__提示文__:

* * * * *

グレンアラヒー蒸留所 スコッチモルトウイスキー解説評価 / 吉祥寺 Vision

2022/08/02

グレンアラヒ

グレンアラヒー蒸留所について、徹底解説していきます。

 

グレンアラヒーの地理

生産国:スコットランド
地域:スペイサイド

 

グレンアラヒー蒸留所データと蒸留設備

所有者:グレンアラヒーディスティラリーズ社
設立年:1967年
年間生産能力:400万リットル
仕込水:ベンリネス山中の泉
糖化槽:9.4トン
発酵槽:ステンレス6基
蒸留器:初留2基、再留2基
熟成庫:

 

グレンアラヒーの解説

グレンアラヒー蒸留所は1967年創業の蒸留所で、もともとはブレンデッドウイスキーのマッキンレーズの原酒を作る蒸留所としてスコティッシュ&ニューカッスル社が建設しました。
グレンアラヒーはゲール語で「アラヒーの谷」を意味する言葉で、おそらくアラヒーというのもゲール語で「岩だらけ」「石ころの多い」という意味の言葉からの派生だろうと言われています。
蒸留所の設計はデルメ・エヴァンスで、エヴァンスは他にアイル・オブ・ジュラやタリバーディン、マクダフなどの設計もしており、外観もスタイルもよく似ているそうです。
そのスタイルというのは、マッシュタンから発酵槽、ポットスチルのレイアウトに段差をつけ、重力に従った効率的な配置をしていたり、水平クーラーなどのエネルギー効率を高めた作りをしています。

グレンアラヒーは1989年にペルノ・リカールが買収し、クランキャンベルなどの原酒を製造していましたが、2017年に売却することが決定、ベンリアックの元オーナーのビリー・ウォーカー氏が買収しました。

ビリー・ウォーカーはウイスキー業界の重鎮的な人物で、蒸留所の再建プロデューサー的なことをしていました。ベンリアック、グレングラッサ、グレンドロナックのオーナーでしたが、3つの蒸留所をブラウンフォーマン社に売却、その後ウイスキー業界を引退するのではと噂されていましたが、グレンアラヒーを買収し、再び蒸留所経営に戻ってきた形となります。

グレンアラヒーは仕込みはワンバッチ9.4トン、使用する麦芽はノンピートと80ppmのヘビーピートの2種類。マッシュタンはセミロイターで、発酵槽はステンレス6基。蒸留器は初留再留2基ずつとなっています。
樽詰めのアルコール度数が63.5%、68%、72%と3パターンあるのが特徴で、これは想像ですが、63.5%というのがブレンデッド原酒を作っていた時代の名残で、それ以外の2種は68%はヘビーピートの原酒を、72%はノンピートの原酒をそのまま詰めているのではないかと思われます。

* * * * *

__提供情報__:
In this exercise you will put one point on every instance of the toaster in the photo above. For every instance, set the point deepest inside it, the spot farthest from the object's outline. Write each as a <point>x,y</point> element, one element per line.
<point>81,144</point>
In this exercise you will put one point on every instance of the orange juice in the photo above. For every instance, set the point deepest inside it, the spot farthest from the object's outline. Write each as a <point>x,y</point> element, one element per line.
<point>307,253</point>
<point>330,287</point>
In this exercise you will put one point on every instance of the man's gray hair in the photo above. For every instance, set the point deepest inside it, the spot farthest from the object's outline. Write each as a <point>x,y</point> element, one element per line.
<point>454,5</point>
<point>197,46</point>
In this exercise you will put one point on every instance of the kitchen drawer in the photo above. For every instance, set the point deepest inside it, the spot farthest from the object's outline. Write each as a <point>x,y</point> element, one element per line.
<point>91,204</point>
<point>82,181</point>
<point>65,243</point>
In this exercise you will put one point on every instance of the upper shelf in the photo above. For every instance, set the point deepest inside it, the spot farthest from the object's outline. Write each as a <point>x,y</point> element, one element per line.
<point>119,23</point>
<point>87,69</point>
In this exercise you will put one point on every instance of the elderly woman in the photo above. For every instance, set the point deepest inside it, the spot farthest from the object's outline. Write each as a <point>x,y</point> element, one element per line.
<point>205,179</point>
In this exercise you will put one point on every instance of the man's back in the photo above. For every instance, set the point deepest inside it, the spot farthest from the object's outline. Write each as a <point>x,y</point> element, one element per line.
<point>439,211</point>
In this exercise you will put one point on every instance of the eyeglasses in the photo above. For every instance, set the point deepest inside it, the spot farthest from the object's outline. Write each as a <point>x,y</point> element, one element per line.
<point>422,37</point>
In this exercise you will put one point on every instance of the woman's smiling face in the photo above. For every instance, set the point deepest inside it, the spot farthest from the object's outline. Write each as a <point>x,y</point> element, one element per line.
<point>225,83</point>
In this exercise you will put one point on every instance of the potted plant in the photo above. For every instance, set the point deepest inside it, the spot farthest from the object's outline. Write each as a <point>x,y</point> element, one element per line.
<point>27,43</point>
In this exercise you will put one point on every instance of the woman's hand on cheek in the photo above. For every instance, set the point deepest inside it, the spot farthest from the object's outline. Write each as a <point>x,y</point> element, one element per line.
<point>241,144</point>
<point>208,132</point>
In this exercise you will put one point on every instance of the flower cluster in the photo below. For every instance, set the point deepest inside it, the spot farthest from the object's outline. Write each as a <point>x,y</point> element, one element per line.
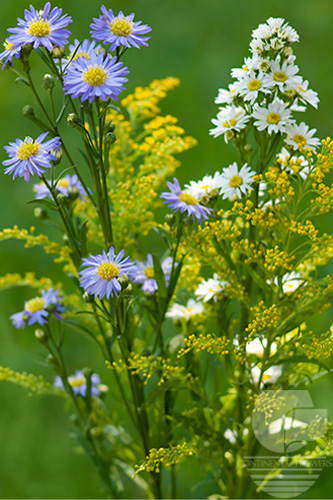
<point>38,309</point>
<point>267,90</point>
<point>29,157</point>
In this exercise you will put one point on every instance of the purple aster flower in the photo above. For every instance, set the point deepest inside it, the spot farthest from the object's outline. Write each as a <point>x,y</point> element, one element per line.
<point>9,52</point>
<point>30,156</point>
<point>38,309</point>
<point>41,28</point>
<point>119,30</point>
<point>97,77</point>
<point>185,202</point>
<point>145,273</point>
<point>79,49</point>
<point>100,278</point>
<point>78,383</point>
<point>68,185</point>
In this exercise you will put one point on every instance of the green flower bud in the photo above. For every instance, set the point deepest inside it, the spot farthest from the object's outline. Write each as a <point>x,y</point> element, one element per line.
<point>57,153</point>
<point>48,82</point>
<point>88,299</point>
<point>73,119</point>
<point>110,138</point>
<point>41,336</point>
<point>28,110</point>
<point>170,219</point>
<point>58,52</point>
<point>41,213</point>
<point>124,281</point>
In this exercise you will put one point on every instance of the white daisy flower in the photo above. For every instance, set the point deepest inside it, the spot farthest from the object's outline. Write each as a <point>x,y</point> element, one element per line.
<point>210,288</point>
<point>235,182</point>
<point>227,96</point>
<point>274,118</point>
<point>307,95</point>
<point>300,136</point>
<point>284,75</point>
<point>192,308</point>
<point>207,187</point>
<point>257,347</point>
<point>271,375</point>
<point>251,84</point>
<point>250,63</point>
<point>229,118</point>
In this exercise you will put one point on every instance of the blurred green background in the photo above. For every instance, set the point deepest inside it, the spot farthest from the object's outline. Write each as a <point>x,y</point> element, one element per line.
<point>199,42</point>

* * * * *

__出題__:
グレンアラヒー蒸留所の解説で、ビリー・ウォーカー氏によるグレンアラヒーの買収が「再び蒸留所経営に戻ってきた形」とされているのはなぜか。1〜3文で説明せよ。 このリストは別の出典から取られたものである。

__完全解答__:
ビリー・ウォーカー氏はベンリアック、グレングラッサ、グレンドロナックのオーナーだったが、3つの蒸留所をブラウンフォーマン社に売却し、ウイスキー業界を引退するのではと噂されていた。その後グレンアラヒーを買収したので、再び蒸留所経営に戻った形となった。